[Referring expression pointing data]
※ ※ ※

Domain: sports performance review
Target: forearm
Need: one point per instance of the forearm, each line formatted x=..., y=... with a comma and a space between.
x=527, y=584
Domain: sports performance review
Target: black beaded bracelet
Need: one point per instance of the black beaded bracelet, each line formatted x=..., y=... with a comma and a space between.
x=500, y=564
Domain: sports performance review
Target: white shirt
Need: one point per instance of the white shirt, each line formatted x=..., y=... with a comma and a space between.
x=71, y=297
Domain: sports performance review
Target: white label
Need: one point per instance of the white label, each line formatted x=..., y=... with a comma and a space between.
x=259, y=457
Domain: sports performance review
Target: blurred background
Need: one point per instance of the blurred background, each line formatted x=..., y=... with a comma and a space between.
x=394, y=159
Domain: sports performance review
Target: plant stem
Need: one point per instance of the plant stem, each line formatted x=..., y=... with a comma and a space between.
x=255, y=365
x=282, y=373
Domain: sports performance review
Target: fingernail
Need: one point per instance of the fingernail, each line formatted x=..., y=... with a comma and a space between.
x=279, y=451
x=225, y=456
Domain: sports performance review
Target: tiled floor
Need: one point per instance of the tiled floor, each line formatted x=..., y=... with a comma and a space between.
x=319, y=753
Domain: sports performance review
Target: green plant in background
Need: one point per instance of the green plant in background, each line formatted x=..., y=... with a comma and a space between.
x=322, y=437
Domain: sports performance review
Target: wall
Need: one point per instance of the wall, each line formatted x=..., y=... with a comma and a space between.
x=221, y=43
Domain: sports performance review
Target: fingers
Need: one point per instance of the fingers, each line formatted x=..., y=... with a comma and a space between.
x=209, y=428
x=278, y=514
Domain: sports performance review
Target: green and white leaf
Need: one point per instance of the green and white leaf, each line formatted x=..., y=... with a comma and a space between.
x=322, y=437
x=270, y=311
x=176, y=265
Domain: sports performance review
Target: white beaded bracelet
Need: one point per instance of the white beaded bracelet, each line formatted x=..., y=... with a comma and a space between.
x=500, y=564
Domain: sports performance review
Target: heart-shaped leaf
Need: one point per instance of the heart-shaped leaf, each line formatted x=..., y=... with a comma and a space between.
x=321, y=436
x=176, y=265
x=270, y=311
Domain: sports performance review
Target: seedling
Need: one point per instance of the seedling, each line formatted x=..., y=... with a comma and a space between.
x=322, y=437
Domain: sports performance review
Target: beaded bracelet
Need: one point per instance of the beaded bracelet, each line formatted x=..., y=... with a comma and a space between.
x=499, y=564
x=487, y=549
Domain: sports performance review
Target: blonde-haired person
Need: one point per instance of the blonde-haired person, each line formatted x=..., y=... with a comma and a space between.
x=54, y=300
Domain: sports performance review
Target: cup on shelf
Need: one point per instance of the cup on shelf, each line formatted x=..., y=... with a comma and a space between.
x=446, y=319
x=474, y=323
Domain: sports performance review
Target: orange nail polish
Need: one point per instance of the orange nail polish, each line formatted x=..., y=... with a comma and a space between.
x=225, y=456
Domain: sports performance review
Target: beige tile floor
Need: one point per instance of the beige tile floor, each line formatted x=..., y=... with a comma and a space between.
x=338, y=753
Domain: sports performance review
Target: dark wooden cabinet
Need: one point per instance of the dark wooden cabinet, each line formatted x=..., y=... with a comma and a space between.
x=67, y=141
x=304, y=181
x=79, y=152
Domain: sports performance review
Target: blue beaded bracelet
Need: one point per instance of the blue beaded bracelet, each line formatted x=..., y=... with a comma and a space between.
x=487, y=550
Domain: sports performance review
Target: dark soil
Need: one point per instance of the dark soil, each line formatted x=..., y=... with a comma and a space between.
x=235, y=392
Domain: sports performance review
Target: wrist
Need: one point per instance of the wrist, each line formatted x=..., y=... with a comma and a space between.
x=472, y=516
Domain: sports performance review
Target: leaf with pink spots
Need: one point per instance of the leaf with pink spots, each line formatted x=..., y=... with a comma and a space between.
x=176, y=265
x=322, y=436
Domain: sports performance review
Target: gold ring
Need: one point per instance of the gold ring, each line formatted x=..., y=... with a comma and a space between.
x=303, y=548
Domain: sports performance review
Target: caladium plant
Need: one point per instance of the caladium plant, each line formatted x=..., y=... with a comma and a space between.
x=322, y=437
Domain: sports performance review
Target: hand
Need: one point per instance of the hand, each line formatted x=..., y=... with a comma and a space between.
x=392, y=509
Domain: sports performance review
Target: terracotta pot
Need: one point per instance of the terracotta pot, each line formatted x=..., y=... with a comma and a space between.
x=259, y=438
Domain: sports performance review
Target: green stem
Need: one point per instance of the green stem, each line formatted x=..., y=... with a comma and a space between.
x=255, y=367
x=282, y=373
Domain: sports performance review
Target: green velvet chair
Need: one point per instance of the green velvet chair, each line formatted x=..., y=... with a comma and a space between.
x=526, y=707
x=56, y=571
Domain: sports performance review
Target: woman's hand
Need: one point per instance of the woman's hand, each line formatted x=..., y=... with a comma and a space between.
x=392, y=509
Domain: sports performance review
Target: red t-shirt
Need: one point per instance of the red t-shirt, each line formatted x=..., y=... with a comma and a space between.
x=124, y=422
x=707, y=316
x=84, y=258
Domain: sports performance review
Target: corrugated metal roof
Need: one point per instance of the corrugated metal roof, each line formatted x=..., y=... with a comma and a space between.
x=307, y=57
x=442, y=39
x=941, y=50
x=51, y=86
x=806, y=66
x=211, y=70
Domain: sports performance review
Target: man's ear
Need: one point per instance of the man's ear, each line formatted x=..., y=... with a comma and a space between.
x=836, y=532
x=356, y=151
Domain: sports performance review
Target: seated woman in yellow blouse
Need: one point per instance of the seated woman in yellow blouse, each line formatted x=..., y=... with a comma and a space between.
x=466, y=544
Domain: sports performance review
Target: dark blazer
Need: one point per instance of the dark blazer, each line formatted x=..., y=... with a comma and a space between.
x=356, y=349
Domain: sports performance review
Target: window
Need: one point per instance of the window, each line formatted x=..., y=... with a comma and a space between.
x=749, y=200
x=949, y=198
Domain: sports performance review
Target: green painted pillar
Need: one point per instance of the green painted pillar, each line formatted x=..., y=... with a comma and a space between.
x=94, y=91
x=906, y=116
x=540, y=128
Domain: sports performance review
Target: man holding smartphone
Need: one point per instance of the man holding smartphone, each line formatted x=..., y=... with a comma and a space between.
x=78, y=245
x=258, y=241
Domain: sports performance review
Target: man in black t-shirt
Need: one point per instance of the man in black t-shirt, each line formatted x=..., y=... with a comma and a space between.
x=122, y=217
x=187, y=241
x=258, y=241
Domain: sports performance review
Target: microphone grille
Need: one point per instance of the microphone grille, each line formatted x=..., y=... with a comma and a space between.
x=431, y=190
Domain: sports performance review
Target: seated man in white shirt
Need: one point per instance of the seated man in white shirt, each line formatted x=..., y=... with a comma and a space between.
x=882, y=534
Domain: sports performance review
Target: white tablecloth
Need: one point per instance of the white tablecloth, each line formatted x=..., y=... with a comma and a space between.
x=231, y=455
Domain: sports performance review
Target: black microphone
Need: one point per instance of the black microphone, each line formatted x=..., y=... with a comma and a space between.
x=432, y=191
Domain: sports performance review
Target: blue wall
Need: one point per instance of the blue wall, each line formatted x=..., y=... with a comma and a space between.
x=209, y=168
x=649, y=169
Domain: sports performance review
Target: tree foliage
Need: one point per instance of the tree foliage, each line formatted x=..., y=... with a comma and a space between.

※ ※ ※

### What to work on
Please work out how many lines of the records contain "foliage" and give only that number.

### Solution to this task
2